Requirement | From the passage on the Nationals' starting pitching, copy word for word the part starting with "The need for" and going on through "the last decade.".

Text segment |

Strasburg and Corbin (and Ross):
Pitching and defense.
“Obviously you guys know that I strongly believe in pitching and defense,” Davey Martinez said in the winter of 2020-21.
“But without starting pitching it’s hard to win championships, we proved that in 2019.”
The need for improved starting pitching is something that Rizzo and Co. in the Nationals’ front office identified as an obvious area of need for improvement this winter when the GM spoke with reporters at the end of the regular season.
“For eleven years, when we were a championship-caliber club, we had starting pitchers that led the league in innings pitched and strikeouts, and wins,” he said, “and that’s how we built our championship clubs.”
“I think the pitching definitely has to improve,” Rizzo added at another point in his season-ending meeting with reporters.
“This game is built on pitching, it’s built on starting pitching for me, and we have to get better in that aspect for sure.”
The Nationals will need three pitchers already in the organization to return to form though, if they’re going to get back to the sort of starting pitching that helped them on their run in the last decade.

Records provided |
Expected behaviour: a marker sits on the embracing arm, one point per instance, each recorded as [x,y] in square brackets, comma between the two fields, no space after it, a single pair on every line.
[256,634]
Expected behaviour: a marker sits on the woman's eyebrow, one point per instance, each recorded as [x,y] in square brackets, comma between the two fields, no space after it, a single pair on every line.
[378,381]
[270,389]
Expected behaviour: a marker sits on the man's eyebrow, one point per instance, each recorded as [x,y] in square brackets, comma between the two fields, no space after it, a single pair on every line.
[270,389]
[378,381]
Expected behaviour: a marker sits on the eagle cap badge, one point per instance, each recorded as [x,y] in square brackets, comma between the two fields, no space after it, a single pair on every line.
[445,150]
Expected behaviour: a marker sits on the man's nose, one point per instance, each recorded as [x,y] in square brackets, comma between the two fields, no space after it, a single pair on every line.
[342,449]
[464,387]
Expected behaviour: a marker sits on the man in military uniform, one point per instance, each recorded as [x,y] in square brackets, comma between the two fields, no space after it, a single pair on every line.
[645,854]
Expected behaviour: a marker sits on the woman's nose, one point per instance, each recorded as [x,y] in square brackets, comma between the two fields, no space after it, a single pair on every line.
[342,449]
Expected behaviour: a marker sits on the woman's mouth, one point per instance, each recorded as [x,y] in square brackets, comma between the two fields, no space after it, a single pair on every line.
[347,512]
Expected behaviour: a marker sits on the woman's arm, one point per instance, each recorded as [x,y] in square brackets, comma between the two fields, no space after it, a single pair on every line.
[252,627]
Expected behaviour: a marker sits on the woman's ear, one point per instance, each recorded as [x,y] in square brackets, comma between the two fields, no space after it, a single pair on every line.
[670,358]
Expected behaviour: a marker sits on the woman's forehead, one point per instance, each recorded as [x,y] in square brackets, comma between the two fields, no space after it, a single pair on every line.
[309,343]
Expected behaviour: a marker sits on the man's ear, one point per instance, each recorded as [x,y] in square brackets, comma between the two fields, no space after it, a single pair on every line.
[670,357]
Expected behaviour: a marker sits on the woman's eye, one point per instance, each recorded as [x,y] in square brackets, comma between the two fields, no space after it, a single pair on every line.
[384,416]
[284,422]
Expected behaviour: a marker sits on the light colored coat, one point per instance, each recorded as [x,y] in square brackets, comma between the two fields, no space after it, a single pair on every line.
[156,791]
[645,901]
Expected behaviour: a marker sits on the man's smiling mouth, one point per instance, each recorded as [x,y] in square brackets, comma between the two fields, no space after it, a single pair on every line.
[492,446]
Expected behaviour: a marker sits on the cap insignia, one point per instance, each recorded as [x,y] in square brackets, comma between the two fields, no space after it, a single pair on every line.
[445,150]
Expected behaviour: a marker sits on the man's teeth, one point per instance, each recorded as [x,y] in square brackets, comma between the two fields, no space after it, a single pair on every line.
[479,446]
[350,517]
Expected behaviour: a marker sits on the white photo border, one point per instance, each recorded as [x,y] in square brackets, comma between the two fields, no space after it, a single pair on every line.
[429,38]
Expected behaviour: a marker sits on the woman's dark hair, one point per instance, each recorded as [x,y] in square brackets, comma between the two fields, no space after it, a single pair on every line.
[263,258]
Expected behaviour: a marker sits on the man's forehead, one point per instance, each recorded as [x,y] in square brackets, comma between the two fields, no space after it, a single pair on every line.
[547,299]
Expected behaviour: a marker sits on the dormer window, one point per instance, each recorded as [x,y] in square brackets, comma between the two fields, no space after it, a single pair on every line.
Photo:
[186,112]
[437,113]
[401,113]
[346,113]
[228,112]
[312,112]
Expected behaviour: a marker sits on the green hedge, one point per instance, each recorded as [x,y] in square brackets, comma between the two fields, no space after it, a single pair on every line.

Task response |
The need for improved starting pitching is something that Rizzo and Co. in the Nationals’ front office identified as an obvious area of need for improvement this winter when the GM spoke with reporters at the end of the regular season.
“For eleven years, when we were a championship-caliber club, we had starting pitchers that led the league in innings pitched and strikeouts, and wins,” he said, “and that’s how we built our championship clubs.”
“I think the pitching definitely has to improve,” Rizzo added at another point in his season-ending meeting with reporters.
“This game is built on pitching, it’s built on starting pitching for me, and we have to get better in that aspect for sure.”
The Nationals will need three pitchers already in the organization to return to form though, if they’re going to get back to the sort of starting pitching that helped them on their run in the last decade.